Sfida 1
Estrai dal testo sul summit delle due Coree il passo da "Il risultato maggiore" a "Kim uscirebbe annientato.", copiandolo parola per parola.
Sfida 2
In base al testo sul summit delle due Coree, rispondi in breve:
(a) Quanto è larga la zona demilitarizzata al confine tra le due Coree?
(b) In quale mare verrà creata un'area di pace?
(c) In quale città sono stati firmati gli accordi tra Moon e Kim?

___ Testo estratto

Il risultato maggiore del summit, al di là dei simboli e dell'atmosfera più che cordiale tra i due leader, riguarda l'aspetto militare. Gli accordi sottoscritti tra Moon a Kim a Pyongyang alleggeriscono la tensione a ridosso del confine che divide in due la penisola e allontanano il rischio di un conflitto armato. Questi accordi comportano la fine delle esercitazioni militari a ridosso della zona demilitarizzata, l'area di 4 chilometri al confine tra le due Coree. Saranno smantellati alcuni dei posti di guardia dei militari, verrà istituita una no fly zone e un'area di pace nel Mar Giallo. Queste misure sono le più tangibili, soprattutto se si considera che il conflitto armato localizzato è un'ipotesi più probabile di una guerra senza esclusione di colpi tra Usa e Corea del Nord, da cui Kim uscirebbe annientato.

______
___ Righe mostrate

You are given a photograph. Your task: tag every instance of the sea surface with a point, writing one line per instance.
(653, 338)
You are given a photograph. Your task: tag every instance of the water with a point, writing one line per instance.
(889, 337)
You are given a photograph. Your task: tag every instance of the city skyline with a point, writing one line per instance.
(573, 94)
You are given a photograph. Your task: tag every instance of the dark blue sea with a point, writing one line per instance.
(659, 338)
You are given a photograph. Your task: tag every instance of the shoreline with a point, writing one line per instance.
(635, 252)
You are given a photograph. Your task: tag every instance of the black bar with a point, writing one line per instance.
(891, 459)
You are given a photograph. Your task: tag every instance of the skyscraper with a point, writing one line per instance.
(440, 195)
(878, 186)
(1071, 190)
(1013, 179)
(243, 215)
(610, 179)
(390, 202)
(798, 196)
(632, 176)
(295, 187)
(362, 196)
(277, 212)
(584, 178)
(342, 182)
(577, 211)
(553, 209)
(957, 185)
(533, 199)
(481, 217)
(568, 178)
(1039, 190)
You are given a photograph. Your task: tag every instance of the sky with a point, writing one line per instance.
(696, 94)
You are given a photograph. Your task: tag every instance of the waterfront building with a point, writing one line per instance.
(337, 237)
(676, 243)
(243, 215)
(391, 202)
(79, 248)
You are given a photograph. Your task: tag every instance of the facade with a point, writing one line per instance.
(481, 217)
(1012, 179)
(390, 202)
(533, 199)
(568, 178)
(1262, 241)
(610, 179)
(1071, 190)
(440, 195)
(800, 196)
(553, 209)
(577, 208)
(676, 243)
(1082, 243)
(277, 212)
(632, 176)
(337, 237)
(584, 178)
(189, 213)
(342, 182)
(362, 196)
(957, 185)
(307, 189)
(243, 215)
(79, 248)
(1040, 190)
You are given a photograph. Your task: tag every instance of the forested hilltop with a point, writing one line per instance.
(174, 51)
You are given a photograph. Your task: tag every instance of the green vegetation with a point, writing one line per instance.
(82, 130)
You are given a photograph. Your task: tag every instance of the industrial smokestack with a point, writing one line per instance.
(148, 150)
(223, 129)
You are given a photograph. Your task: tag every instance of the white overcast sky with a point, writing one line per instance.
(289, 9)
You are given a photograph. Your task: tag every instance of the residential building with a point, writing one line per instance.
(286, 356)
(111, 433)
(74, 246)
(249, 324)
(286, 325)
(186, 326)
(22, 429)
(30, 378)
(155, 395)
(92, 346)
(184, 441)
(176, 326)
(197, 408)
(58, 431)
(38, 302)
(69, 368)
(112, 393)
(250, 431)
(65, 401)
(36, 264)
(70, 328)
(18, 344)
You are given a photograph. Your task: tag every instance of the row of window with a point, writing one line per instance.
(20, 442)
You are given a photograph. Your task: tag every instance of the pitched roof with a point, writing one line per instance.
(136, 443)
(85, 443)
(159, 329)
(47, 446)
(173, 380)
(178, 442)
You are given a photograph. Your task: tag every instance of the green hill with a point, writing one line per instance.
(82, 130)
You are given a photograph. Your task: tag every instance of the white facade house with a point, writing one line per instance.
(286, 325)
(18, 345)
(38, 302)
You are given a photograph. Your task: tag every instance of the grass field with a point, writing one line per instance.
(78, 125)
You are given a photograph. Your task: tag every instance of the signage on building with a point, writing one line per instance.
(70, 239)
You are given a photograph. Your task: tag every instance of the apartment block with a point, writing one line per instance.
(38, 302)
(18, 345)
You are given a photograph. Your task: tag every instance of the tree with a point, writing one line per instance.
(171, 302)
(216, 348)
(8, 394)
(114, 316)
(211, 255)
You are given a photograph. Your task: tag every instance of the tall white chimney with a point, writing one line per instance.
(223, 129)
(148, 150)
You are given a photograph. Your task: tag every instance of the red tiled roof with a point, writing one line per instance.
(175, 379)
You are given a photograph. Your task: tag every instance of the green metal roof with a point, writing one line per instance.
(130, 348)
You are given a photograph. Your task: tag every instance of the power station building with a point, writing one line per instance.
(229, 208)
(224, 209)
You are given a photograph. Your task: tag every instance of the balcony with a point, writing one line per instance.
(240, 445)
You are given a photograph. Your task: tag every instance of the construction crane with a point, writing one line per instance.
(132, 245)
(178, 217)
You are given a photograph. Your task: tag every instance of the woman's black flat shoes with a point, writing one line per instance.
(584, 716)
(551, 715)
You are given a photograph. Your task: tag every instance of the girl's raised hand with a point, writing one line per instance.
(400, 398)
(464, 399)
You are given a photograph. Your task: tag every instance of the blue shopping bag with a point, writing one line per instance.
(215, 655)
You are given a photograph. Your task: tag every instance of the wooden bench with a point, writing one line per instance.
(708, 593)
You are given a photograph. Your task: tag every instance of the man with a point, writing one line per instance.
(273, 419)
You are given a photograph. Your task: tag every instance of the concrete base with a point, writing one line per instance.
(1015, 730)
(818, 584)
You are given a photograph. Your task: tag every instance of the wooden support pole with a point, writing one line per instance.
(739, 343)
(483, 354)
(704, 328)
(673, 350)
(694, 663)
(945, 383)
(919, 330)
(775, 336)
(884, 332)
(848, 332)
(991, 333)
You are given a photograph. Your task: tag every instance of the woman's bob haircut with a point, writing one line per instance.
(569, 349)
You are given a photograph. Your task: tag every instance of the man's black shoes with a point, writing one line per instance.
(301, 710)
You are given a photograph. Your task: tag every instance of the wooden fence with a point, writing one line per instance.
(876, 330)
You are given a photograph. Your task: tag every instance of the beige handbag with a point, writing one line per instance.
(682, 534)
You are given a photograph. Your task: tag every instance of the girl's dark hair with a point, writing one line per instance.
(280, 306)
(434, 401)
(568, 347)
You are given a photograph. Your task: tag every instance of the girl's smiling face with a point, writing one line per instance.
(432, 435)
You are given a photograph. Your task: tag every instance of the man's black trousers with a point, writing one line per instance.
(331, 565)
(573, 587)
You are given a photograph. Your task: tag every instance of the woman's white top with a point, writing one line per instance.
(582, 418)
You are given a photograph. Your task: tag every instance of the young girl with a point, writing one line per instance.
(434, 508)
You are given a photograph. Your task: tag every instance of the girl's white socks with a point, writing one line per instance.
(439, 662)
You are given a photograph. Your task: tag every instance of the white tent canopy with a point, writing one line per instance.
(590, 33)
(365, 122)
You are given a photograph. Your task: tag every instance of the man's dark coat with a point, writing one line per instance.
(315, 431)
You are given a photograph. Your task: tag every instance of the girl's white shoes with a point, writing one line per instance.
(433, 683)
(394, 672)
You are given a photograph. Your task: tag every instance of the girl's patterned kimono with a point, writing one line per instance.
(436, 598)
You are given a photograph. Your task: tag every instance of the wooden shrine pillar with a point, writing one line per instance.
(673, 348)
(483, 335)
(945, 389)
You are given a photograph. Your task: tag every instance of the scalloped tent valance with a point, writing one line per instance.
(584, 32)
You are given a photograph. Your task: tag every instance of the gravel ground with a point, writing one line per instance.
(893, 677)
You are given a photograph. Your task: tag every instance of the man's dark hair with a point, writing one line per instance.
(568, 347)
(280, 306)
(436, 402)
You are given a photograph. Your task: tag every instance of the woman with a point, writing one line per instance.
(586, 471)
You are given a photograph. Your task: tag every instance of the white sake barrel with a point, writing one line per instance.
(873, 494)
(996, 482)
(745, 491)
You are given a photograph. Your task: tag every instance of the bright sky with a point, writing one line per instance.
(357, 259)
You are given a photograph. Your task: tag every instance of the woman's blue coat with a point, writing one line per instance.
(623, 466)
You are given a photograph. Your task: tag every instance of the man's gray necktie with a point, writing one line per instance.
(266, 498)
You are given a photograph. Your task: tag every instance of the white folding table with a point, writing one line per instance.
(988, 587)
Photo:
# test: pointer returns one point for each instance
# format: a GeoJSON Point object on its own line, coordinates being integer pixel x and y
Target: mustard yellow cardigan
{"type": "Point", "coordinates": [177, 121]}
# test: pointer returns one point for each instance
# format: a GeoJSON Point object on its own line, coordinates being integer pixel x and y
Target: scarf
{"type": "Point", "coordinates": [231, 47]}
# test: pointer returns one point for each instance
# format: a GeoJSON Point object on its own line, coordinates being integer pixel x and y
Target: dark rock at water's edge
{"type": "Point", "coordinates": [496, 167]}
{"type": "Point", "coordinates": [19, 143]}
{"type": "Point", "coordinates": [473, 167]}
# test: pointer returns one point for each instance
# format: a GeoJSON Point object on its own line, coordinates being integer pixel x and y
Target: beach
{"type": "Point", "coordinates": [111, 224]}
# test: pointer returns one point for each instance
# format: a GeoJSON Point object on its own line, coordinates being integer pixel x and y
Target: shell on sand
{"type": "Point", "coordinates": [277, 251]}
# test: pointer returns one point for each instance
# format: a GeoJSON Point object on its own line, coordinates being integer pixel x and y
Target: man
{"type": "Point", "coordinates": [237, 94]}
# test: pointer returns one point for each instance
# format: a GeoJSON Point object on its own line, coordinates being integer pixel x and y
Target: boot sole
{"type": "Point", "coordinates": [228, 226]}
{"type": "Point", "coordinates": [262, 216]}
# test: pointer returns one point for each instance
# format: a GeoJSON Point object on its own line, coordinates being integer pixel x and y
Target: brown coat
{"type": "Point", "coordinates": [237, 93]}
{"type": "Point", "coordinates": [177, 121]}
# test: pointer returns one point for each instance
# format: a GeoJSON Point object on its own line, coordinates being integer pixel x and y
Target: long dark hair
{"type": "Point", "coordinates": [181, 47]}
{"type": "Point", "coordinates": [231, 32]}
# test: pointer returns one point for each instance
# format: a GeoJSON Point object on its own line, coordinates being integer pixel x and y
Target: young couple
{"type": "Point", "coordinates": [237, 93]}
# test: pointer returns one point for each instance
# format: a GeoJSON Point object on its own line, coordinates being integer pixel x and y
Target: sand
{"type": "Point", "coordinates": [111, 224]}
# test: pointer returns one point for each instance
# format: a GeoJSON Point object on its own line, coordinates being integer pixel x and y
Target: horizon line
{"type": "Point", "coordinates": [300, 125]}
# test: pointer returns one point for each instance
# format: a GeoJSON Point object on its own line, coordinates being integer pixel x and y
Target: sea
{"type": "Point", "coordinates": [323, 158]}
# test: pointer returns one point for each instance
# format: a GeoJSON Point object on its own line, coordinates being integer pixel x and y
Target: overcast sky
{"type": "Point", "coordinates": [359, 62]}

______

Soluzione esercizio 1
Il risultato maggiore del summit, al di là dei simboli e dell'atmosfera più che cordiale tra i due leader, riguarda l'aspetto militare. Gli accordi sottoscritti tra Moon a Kim a Pyongyang alleggeriscono la tensione a ridosso del confine che divide in due la penisola e allontanano il rischio di un conflitto armato. Questi accordi comportano la fine delle esercitazioni militari a ridosso della zona demilitarizzata, l'area di 4 chilometri al confine tra le due Coree. Saranno smantellati alcuni dei posti di guardia dei militari, verrà istituita una no fly zone e un'area di pace nel Mar Giallo. Queste misure sono le più tangibili, soprattutto se si considera che il conflitto armato localizzato è un'ipotesi più probabile di una guerra senza esclusione di colpi tra Usa e Corea del Nord, da cui Kim uscirebbe annientato.

Soluzione esercizio 2
(a) 4 chilometri.
(b) Nel Mar Giallo.
(c) A Pyongyang.